● **DOKUMEN SUMBER**:

************

Opini
Harga yang Terlalu Berat: Saat Israel Mulai Mengakui Kegagalannya di Gaza

Tiga puluh satu tentara Israel tewas di Gaza sejak Israel melanjutkan kembali serangan brutalnya pada Maret lalu. Jumlah itu, sebagaimana dilaporkan Yedioth Ahronoth pada 1 Juli, disebut sebagai “harga yang berat.” Bukan oleh media Palestina atau LSM hak asasi manusia internasional, tapi oleh pers Israel sendiri. Mereka mengakui bahwa penundaan mengakhiri perang justru memperparah beban ini. Nyawa prajurit menjadi angka—sementara peperangan kehilangan arah dan makna.

************

● **BARIS DATA**:

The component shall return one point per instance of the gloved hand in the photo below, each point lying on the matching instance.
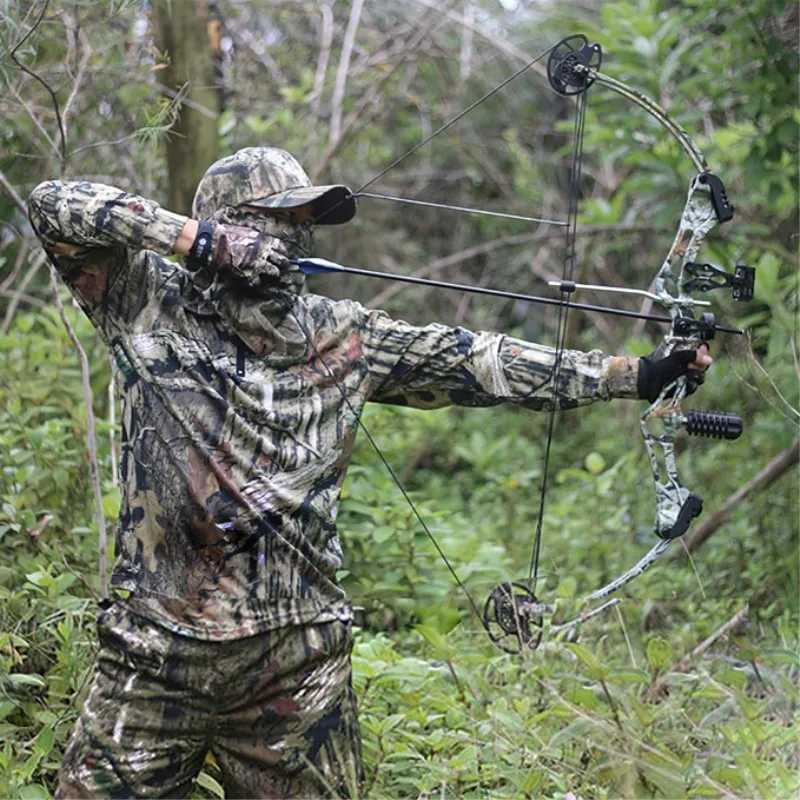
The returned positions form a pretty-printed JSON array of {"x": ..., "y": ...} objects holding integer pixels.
[
  {"x": 249, "y": 255},
  {"x": 656, "y": 372}
]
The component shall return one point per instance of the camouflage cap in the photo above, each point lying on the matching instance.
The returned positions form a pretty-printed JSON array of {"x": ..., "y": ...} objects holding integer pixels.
[{"x": 269, "y": 178}]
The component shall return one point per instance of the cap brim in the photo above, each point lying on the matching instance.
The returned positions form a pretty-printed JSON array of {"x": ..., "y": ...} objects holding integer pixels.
[{"x": 331, "y": 205}]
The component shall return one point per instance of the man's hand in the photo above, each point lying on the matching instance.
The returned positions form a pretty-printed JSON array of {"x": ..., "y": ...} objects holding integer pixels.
[
  {"x": 251, "y": 255},
  {"x": 248, "y": 254},
  {"x": 655, "y": 372}
]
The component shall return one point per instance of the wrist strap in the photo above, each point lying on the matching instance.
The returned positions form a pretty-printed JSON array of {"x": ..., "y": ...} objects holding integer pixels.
[{"x": 200, "y": 251}]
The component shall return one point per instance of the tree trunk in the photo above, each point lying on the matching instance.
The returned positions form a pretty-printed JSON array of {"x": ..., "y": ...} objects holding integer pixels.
[{"x": 181, "y": 30}]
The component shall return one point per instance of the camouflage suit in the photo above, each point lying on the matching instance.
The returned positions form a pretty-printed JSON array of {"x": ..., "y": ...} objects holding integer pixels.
[{"x": 235, "y": 443}]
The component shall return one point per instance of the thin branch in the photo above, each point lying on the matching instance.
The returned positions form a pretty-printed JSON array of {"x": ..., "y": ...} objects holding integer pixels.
[
  {"x": 782, "y": 462},
  {"x": 13, "y": 194},
  {"x": 486, "y": 248},
  {"x": 94, "y": 469},
  {"x": 326, "y": 36},
  {"x": 341, "y": 73},
  {"x": 24, "y": 298},
  {"x": 16, "y": 295},
  {"x": 54, "y": 99}
]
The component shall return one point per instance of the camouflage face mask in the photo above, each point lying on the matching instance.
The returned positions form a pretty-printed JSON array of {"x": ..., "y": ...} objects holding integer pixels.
[{"x": 298, "y": 238}]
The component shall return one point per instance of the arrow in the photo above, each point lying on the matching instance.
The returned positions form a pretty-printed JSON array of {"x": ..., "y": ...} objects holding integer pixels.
[{"x": 321, "y": 266}]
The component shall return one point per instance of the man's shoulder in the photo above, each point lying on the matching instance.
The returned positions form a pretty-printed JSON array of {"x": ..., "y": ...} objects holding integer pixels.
[{"x": 339, "y": 312}]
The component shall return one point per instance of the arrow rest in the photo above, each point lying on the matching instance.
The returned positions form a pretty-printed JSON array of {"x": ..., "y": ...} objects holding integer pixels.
[
  {"x": 569, "y": 64},
  {"x": 707, "y": 277}
]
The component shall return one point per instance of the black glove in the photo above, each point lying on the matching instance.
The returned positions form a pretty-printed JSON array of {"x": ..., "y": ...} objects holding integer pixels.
[{"x": 655, "y": 373}]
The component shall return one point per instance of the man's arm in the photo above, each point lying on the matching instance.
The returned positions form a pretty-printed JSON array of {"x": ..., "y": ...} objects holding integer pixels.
[
  {"x": 437, "y": 366},
  {"x": 97, "y": 236}
]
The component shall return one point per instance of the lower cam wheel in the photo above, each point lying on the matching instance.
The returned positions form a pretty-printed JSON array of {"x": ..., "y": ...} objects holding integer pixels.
[
  {"x": 512, "y": 618},
  {"x": 567, "y": 64}
]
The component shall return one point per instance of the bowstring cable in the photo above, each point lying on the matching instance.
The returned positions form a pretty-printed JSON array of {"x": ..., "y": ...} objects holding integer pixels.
[
  {"x": 561, "y": 325},
  {"x": 358, "y": 415}
]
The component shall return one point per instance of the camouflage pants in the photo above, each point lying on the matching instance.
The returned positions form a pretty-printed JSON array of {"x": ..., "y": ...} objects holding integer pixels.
[{"x": 277, "y": 711}]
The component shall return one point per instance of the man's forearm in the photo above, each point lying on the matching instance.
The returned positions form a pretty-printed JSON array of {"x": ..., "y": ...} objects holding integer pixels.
[{"x": 74, "y": 216}]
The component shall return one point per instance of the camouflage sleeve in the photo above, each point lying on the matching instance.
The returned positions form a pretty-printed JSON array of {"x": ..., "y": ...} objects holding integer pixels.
[
  {"x": 109, "y": 231},
  {"x": 437, "y": 366}
]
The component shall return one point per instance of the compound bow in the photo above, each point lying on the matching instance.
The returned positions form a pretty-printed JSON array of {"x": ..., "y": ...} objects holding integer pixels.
[{"x": 512, "y": 615}]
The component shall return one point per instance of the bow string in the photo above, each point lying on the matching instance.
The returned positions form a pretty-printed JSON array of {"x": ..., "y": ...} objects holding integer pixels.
[{"x": 512, "y": 615}]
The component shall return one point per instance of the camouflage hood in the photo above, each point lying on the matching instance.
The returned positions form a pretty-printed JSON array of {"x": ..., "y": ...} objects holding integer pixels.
[
  {"x": 264, "y": 177},
  {"x": 267, "y": 177}
]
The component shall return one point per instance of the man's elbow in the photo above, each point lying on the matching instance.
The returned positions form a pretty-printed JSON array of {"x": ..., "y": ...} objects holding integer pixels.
[{"x": 43, "y": 209}]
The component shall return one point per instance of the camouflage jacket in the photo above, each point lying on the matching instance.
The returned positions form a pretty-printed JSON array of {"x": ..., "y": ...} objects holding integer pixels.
[{"x": 235, "y": 439}]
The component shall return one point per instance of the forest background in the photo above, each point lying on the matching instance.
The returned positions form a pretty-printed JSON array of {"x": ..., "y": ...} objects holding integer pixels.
[{"x": 689, "y": 688}]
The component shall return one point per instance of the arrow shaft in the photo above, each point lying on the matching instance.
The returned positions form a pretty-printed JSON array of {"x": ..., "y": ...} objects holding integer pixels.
[{"x": 462, "y": 287}]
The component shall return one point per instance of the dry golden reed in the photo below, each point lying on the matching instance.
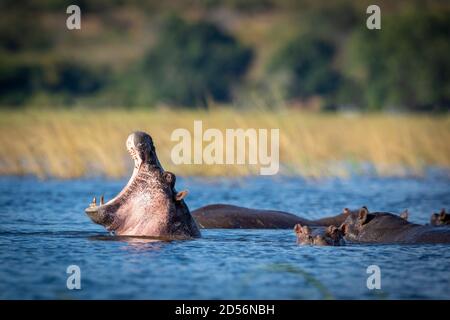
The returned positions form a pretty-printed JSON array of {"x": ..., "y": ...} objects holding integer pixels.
[{"x": 84, "y": 143}]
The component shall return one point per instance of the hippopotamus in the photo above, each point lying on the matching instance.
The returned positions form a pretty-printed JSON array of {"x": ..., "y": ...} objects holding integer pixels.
[
  {"x": 386, "y": 227},
  {"x": 321, "y": 236},
  {"x": 224, "y": 216},
  {"x": 150, "y": 206},
  {"x": 440, "y": 219}
]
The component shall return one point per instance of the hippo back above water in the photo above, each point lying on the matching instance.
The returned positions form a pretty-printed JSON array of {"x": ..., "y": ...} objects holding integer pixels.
[{"x": 385, "y": 227}]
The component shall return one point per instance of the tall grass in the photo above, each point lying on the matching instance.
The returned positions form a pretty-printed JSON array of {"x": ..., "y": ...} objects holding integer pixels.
[{"x": 77, "y": 143}]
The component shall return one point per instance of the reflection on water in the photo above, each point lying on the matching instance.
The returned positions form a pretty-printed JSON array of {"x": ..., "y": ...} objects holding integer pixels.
[{"x": 43, "y": 229}]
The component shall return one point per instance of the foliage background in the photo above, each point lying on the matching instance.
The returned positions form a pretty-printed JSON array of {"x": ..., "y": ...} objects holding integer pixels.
[{"x": 302, "y": 54}]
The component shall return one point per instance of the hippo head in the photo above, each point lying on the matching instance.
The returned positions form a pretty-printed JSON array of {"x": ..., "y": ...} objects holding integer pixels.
[
  {"x": 355, "y": 223},
  {"x": 441, "y": 218},
  {"x": 304, "y": 235},
  {"x": 149, "y": 204},
  {"x": 321, "y": 236}
]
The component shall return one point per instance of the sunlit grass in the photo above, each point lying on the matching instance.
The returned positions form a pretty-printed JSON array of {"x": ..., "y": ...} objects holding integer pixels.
[{"x": 78, "y": 143}]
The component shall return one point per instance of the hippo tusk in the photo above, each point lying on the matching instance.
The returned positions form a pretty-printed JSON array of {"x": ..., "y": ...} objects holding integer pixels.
[{"x": 93, "y": 203}]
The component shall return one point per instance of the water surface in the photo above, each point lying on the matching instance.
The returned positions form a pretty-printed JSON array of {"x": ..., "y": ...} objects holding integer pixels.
[{"x": 43, "y": 229}]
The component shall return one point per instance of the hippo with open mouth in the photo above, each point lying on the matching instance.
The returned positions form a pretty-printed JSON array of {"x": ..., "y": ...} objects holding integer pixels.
[{"x": 150, "y": 206}]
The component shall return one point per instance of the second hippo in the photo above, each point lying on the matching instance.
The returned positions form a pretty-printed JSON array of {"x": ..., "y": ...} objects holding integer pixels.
[
  {"x": 320, "y": 236},
  {"x": 384, "y": 227}
]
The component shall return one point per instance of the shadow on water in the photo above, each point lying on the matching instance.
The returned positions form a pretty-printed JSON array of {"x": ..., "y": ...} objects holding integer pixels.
[{"x": 130, "y": 239}]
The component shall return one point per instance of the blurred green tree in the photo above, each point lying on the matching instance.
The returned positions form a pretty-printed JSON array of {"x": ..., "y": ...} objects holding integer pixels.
[
  {"x": 406, "y": 64},
  {"x": 308, "y": 62},
  {"x": 192, "y": 62}
]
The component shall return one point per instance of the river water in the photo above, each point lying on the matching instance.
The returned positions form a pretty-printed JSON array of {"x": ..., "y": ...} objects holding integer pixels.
[{"x": 43, "y": 230}]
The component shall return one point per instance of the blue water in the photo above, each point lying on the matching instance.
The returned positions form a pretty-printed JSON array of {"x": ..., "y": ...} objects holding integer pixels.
[{"x": 43, "y": 230}]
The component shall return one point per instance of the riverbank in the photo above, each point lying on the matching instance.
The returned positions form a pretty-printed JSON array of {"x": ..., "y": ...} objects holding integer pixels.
[{"x": 83, "y": 143}]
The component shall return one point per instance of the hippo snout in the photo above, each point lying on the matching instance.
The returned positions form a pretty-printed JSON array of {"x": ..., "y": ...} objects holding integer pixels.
[{"x": 96, "y": 215}]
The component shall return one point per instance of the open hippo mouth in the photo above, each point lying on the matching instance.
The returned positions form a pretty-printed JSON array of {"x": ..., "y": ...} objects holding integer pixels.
[{"x": 148, "y": 205}]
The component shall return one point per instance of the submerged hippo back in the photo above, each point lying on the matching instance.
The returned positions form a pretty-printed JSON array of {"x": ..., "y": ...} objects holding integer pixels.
[{"x": 221, "y": 216}]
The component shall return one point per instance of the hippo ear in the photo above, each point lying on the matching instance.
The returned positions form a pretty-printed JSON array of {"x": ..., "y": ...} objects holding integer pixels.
[
  {"x": 181, "y": 195},
  {"x": 306, "y": 230},
  {"x": 404, "y": 214},
  {"x": 363, "y": 215},
  {"x": 170, "y": 178}
]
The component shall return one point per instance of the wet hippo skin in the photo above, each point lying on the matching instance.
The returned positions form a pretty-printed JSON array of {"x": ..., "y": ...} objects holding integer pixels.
[
  {"x": 387, "y": 228},
  {"x": 225, "y": 216}
]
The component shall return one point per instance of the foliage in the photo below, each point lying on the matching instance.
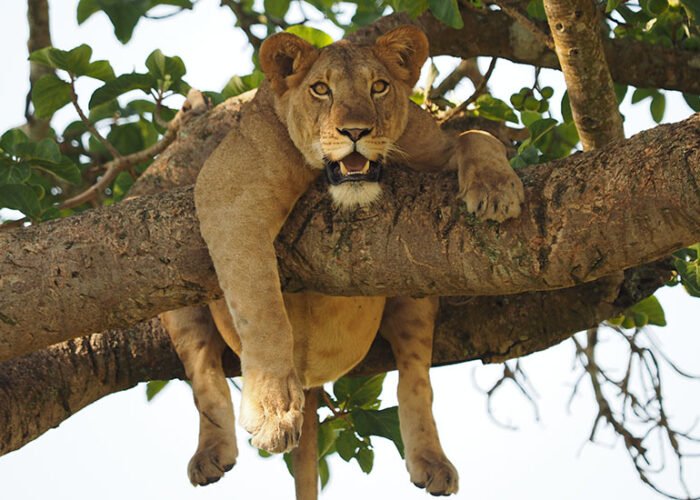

************

● **RUMUSAN MASALAH**: Teruskan tulisan opini tentang tewasnya tentara Israel di Gaza, mulai tepat setelah kalimat terakhir yang tercantum.

● **JAWABAN TUGAS**:
Sejak invasi darat dimulai pada akhir Oktober 2023, tercatat 436 tentara Israel tewas dan 2.743 lainnya luka-luka. Jika ditotal sejak awal perang, lebih dari 6.000 tentara dan perwira telah terluka. Tak hanya di medan tempur, banyak dari mereka kehilangan anggota tubuh, penglihatan, atau kendali atas pikirannya. Sementara itu, pemerintah masih berbicara tentang kemenangan yang belum jelas bentuknya, taktik yang kabur, dan tujuan yang terus bergeser.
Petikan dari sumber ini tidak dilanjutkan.